§ **Goal of the exercise**: Reproduce each line exactly. Skip none.

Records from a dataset

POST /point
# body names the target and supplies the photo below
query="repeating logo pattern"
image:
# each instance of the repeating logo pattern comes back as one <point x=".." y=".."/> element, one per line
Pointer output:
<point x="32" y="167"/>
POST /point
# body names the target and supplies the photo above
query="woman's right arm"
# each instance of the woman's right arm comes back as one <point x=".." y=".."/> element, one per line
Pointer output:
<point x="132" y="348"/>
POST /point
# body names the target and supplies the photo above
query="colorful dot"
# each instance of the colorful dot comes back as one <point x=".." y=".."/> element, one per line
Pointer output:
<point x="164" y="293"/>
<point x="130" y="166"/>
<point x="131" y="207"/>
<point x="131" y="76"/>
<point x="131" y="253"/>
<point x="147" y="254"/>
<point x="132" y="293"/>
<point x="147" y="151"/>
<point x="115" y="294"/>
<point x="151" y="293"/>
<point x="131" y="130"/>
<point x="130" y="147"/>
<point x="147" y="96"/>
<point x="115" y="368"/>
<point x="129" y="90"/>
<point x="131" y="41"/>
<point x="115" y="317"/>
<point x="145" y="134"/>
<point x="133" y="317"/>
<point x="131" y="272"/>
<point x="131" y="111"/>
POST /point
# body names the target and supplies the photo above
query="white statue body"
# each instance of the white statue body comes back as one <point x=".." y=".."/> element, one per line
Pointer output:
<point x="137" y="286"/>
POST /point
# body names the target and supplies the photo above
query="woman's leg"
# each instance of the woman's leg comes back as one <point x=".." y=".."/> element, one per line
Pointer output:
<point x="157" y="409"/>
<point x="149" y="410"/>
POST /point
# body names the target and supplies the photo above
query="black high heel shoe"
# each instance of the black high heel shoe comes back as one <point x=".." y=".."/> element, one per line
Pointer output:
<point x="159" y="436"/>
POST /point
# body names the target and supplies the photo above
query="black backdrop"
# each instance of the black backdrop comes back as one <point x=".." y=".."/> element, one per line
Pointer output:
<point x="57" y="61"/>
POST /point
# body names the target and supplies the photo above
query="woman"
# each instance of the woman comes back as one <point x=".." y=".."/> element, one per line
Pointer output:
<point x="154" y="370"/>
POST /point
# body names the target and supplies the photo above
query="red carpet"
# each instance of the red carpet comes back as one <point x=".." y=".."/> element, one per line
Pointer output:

§ **Solution to this problem**:
POST /point
# body names the target and supplies the photo below
query="repeating logo pattern"
image:
# each instance of the repeating logo pattern comes back as one <point x=".." y=".."/> element, one per line
Pointer output:
<point x="32" y="167"/>
POST /point
# body names the target and supplies the photo above
query="woman's right arm"
# each instance of the woman's right arm comes back as one <point x=".." y=".."/> element, one per line
Pointer output:
<point x="132" y="348"/>
POST /point
# body names the target and supplies the photo above
query="colorful dot"
# each instance of the colorful dot comes back as one <point x=".." y=".."/> element, one per line
Pointer output:
<point x="164" y="293"/>
<point x="130" y="166"/>
<point x="131" y="207"/>
<point x="131" y="76"/>
<point x="131" y="253"/>
<point x="147" y="254"/>
<point x="132" y="293"/>
<point x="147" y="151"/>
<point x="115" y="294"/>
<point x="151" y="293"/>
<point x="131" y="130"/>
<point x="130" y="147"/>
<point x="147" y="96"/>
<point x="115" y="368"/>
<point x="129" y="90"/>
<point x="131" y="41"/>
<point x="115" y="317"/>
<point x="145" y="134"/>
<point x="133" y="317"/>
<point x="131" y="272"/>
<point x="131" y="111"/>
POST /point
# body names the target and supplies the photo above
query="white statue body"
# each instance of the white statue body comes back as one <point x=".." y=".."/> element, one per line
Pointer output:
<point x="137" y="286"/>
POST /point
# body names the target and supplies the photo above
query="woman's leg"
# each instance of the woman's leg comes back as one <point x=".." y=".."/> element, one per line
Pointer output:
<point x="157" y="409"/>
<point x="149" y="410"/>
POST /point
# body names the target and supplies the photo above
query="black high heel shoe"
# each instance of the black high heel shoe comes back as one <point x=".." y=".."/> element, one per line
Pointer output:
<point x="159" y="436"/>
POST /point
# body names the target and supplies the photo above
query="black backdrop"
# each instance of the black backdrop comes back as one <point x=".." y=".."/> element, one per line
Pointer output:
<point x="57" y="61"/>
POST /point
# body names the target and supplies the photo above
query="woman"
# each instance of the woman comes back as one <point x=".." y=".."/> element, one per line
Pointer output:
<point x="154" y="370"/>
POST /point
# body names the target and supplies the photo above
query="red carpet"
# each instance of the red carpet comes back as one <point x=".." y=".."/> element, one per line
Pointer output:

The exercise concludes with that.